What you need to do:
Add 76 to every coordinate in the answers, and write out again every line of the data from the line with "spot the green pond water" through the end of the data, changing nothing else.

Exercise materials:
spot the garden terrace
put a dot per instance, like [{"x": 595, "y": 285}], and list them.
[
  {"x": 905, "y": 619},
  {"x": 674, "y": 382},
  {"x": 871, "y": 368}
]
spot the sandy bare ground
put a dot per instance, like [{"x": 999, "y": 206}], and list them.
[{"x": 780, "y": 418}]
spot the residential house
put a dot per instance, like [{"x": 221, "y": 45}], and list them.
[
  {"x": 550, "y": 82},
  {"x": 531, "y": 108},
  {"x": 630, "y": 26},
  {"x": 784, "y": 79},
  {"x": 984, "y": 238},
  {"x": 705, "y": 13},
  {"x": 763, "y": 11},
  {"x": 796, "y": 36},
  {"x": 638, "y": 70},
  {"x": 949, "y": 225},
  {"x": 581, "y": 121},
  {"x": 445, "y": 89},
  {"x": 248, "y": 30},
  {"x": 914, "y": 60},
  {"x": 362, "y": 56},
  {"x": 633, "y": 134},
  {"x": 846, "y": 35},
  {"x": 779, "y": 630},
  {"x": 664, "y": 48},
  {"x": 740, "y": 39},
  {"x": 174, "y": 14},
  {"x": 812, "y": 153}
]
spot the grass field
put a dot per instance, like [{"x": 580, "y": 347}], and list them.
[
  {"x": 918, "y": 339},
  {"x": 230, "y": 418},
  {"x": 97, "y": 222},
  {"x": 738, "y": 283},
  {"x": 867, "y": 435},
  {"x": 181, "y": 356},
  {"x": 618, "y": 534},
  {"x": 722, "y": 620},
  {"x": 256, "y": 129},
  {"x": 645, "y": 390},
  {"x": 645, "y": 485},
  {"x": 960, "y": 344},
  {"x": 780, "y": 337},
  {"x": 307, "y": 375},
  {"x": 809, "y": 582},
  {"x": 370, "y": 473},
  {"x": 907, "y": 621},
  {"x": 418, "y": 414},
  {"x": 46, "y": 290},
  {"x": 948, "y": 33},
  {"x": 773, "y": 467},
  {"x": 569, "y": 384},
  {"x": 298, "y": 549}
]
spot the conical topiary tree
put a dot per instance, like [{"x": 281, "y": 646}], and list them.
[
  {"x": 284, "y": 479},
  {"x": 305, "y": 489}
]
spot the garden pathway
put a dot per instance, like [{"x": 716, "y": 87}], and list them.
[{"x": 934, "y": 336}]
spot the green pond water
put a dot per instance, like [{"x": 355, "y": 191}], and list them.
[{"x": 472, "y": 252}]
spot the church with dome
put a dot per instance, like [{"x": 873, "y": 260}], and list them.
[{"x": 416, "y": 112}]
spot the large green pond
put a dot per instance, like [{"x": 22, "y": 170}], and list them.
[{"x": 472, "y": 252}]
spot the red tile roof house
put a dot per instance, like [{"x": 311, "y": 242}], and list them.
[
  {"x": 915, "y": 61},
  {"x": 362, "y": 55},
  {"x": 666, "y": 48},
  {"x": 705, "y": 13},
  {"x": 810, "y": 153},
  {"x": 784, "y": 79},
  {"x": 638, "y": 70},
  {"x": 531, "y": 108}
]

Exercise response:
spot the green pond water
put a dot per instance, like [{"x": 355, "y": 191}], and list them.
[{"x": 548, "y": 328}]
spot the church with dome
put a dot per instance, like [{"x": 873, "y": 260}], and list them.
[{"x": 492, "y": 188}]
spot the large green pond
put a dot per instance, like [{"x": 22, "y": 170}], and list them.
[{"x": 548, "y": 328}]
spot the red tile roof house
put a dot per instance, like [{"x": 311, "y": 242}], and list them.
[
  {"x": 991, "y": 137},
  {"x": 438, "y": 131},
  {"x": 742, "y": 124},
  {"x": 781, "y": 89},
  {"x": 886, "y": 229},
  {"x": 860, "y": 155},
  {"x": 714, "y": 146},
  {"x": 607, "y": 184}
]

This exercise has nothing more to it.